▶ The task: Copy the items from the start through the line containing "0 631 L 328", swapping "thumb" for "finger" and leaving everything else unchanged.

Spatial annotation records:
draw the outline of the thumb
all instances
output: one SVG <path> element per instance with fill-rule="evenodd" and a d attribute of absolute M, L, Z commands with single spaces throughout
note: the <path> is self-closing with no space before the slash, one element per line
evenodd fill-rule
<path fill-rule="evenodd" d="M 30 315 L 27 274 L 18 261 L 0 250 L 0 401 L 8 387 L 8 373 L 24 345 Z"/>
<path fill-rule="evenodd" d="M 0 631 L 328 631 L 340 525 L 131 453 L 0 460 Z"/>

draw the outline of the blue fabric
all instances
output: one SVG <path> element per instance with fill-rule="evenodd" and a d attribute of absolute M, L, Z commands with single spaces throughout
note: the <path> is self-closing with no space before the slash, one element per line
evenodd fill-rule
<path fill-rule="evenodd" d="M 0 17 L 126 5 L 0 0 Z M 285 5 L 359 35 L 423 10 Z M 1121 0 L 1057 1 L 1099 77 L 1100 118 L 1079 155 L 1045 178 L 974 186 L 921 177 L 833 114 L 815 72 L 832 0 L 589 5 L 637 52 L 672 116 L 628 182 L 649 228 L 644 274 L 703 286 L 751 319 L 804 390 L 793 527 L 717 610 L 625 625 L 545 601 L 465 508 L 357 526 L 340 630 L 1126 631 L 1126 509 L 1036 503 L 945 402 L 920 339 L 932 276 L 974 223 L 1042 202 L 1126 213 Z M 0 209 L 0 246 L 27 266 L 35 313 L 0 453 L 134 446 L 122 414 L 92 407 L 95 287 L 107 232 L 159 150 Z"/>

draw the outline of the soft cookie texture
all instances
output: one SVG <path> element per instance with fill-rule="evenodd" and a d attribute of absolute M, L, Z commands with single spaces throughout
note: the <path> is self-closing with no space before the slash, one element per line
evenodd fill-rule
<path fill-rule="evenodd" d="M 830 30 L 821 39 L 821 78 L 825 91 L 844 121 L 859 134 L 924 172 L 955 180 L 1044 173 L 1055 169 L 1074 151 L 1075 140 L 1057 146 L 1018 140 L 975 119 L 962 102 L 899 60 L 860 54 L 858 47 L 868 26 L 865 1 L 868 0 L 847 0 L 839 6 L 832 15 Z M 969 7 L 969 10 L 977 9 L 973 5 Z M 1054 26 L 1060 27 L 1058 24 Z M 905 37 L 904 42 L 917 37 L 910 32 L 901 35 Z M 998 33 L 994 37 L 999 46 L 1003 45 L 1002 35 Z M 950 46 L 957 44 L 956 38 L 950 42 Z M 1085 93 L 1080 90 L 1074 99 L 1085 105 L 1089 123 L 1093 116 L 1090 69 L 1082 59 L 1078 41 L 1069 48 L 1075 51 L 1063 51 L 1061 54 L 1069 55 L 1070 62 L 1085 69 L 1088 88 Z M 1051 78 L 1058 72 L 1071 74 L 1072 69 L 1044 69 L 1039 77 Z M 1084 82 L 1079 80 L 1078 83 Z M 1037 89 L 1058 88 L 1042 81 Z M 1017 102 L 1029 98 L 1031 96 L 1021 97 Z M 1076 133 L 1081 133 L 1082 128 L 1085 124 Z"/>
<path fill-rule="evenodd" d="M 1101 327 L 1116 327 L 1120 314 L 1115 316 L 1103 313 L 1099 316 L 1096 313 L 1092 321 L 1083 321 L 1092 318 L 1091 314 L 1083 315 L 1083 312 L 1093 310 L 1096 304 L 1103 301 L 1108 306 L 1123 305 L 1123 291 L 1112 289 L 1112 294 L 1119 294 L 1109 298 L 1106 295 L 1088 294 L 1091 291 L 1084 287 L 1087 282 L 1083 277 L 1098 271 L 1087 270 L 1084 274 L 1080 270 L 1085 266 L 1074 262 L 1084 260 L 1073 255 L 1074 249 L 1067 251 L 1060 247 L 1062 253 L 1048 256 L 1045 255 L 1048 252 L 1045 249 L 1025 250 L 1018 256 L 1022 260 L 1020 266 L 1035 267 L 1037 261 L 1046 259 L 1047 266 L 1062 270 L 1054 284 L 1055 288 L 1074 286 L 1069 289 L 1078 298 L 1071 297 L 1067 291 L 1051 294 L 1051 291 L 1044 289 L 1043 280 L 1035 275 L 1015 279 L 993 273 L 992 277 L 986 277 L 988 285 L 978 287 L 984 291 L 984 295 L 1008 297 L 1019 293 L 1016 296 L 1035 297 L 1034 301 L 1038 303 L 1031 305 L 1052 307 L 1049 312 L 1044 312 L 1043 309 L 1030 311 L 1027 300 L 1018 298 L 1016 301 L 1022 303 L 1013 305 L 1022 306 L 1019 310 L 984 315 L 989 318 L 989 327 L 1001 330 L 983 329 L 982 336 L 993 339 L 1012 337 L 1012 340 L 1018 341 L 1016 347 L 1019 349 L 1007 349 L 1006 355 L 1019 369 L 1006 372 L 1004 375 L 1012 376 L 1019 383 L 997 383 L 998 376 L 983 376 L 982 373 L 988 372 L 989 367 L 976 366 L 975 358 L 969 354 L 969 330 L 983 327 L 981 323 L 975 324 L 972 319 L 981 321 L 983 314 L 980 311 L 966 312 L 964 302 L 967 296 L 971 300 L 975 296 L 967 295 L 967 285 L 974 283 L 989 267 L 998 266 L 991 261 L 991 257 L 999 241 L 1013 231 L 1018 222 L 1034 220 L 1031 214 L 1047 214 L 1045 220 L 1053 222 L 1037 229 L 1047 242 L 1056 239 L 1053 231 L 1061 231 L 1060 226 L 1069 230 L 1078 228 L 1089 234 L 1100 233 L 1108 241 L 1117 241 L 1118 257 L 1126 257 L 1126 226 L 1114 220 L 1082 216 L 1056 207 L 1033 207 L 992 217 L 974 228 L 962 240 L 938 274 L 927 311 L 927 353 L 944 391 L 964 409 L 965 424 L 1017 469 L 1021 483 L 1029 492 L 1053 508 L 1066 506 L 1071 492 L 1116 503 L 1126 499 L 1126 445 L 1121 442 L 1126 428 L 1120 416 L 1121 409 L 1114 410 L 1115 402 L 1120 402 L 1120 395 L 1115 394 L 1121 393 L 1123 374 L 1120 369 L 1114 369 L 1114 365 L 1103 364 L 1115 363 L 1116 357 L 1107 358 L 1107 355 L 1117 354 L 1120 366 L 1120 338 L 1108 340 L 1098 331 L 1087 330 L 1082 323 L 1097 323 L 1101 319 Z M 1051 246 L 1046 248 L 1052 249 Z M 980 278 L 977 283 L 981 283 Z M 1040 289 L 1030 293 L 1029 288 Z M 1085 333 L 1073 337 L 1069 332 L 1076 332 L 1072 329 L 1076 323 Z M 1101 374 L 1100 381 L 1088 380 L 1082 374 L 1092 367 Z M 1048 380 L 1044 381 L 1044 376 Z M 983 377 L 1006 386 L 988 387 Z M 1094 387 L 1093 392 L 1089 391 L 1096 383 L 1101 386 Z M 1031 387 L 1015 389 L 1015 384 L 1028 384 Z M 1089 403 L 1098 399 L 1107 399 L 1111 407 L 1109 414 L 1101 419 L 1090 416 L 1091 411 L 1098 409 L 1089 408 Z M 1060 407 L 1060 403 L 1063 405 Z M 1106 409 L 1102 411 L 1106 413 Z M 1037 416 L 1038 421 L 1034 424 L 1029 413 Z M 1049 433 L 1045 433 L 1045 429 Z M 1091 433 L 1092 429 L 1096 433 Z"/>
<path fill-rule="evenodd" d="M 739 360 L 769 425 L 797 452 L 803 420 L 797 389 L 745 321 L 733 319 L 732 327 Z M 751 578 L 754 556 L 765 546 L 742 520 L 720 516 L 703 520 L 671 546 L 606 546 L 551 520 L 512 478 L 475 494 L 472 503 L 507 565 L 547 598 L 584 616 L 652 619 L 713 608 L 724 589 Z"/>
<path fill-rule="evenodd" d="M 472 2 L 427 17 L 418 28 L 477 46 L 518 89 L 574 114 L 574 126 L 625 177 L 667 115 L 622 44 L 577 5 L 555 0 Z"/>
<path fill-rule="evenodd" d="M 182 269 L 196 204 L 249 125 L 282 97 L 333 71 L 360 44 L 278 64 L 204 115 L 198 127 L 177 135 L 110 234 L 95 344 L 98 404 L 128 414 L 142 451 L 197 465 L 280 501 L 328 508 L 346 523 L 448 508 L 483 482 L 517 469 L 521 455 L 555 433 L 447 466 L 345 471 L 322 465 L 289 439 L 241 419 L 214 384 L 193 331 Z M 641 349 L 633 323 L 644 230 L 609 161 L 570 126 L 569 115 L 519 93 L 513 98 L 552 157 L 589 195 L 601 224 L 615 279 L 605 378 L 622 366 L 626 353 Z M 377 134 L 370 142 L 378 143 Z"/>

▶ Result of this task:
draw the outline of the finger
all instances
output: one SVG <path> element per instance with fill-rule="evenodd" and a d attribute of absolute M, L, Z commands with single spaces throughout
note: the <path> is self-closing with no space before the slash, one element per line
evenodd fill-rule
<path fill-rule="evenodd" d="M 30 315 L 27 274 L 18 261 L 0 250 L 0 401 L 8 387 L 8 373 L 24 345 Z"/>
<path fill-rule="evenodd" d="M 0 631 L 328 631 L 340 525 L 131 453 L 0 460 Z"/>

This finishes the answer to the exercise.